Reading it: a 22 dBm node, 8 m up, modest 3 dBi antenna,
into a handheld at the LongFast sensitivity floor, computed conservatively
(95/95) over a 30 km radius. A sensible "what can my hilltop node reliably
reach?" plan — with one setting wrong (next section).

The example above sets radio_climate: continental_temperate —
but the node is on Maui, a Pacific island. That's the most
common Site-Planner mistake for coastal and island operators.

Why it matters: the radio climate selects the atmospheric
statistics Longley-Rice uses for fading and over-horizon propagation. Over open
ocean, a maritime climate models the elevated refractivity and
ducting that routinely carry 900 MHz signals well past optical
line-of-sight — the exact mechanism behind those surprising island-to-island
Meshtastic contacts (Maui ↔ Lanaʻi / Molokaʻi / Kahoʻolawe).
A continental climate doesn't model that, so it tends to under-predict
your real over-water range.

Fix: for Hawaii (~21° N, subtropical and surrounded by sea):
  — maritime_subtropical is the closest single match.
  — maritime_temperate_oversea is the better pick if your
    important paths are mostly over water and you want the over-sea statistics.
Either beats continental_temperate for an island. Mainland-coastal
US nodes generally want maritime_temperate_overland/oversea.

It won't change line-of-sight terrain shadowing — that's elevation-driven
— but it meaningfully changes the predicted reach of the marginal,
over-water, beyond-horizon paths that island meshes live and die on.

  — Height beats power. Before adding watts or a bigger
    antenna, model +5 m of mast. It almost always wins, and it's legal
    everywhere.
  — Match rx_sensitivity to your actual preset. Planning
    a LongFast mesh but simulating at −134 (LongSlow) paints coverage you
    won't have. Set it to the preset you'll really run.

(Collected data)
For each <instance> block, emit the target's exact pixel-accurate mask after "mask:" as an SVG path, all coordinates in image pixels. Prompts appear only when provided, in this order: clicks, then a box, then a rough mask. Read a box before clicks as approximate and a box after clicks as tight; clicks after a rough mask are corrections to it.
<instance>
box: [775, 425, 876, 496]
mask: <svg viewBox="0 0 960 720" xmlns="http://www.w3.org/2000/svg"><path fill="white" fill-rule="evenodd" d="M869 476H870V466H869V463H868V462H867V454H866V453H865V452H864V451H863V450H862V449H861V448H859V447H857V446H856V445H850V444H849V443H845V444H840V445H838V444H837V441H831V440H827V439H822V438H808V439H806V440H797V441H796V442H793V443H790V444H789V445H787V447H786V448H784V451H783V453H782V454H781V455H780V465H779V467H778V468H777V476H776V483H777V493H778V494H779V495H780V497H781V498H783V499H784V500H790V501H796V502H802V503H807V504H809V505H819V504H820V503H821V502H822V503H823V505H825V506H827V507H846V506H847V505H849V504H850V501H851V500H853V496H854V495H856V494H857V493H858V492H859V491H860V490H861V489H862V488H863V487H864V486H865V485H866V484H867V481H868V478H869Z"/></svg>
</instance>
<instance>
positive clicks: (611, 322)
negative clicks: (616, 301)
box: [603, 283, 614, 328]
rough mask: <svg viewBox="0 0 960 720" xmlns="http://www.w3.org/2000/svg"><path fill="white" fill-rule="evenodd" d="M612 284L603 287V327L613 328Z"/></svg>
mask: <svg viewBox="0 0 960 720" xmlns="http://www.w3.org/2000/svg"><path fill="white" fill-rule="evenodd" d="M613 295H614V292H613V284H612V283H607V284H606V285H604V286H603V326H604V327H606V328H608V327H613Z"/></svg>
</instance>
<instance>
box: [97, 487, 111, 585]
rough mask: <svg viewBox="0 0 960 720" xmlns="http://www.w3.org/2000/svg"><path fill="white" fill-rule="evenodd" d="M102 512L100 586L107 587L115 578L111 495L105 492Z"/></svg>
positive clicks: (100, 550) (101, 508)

### WHAT TO DO
a) Which radio climate setting does the radio-planning text call the closest single match for Hawaii?
b) Please summarize the radio-planning text in three sentences.

### YOUR RESPONSES
a) maritime_subtropical

b) The example sets the radio climate to continental_temperate even though the node is on Maui, the most common Site-Planner mistake for coastal and island operators. A continental climate doesn't model the elevated refractivity and ducting that carry 900 MHz signals past optical line-of-sight over open ocean, so it tends to under-predict over-water range, and maritime_subtropical or maritime_temperate_oversea suits Hawaii better. The text also advises modeling +5 m of mast before adding watts or a bigger antenna, and setting rx_sensitivity to the preset actually run.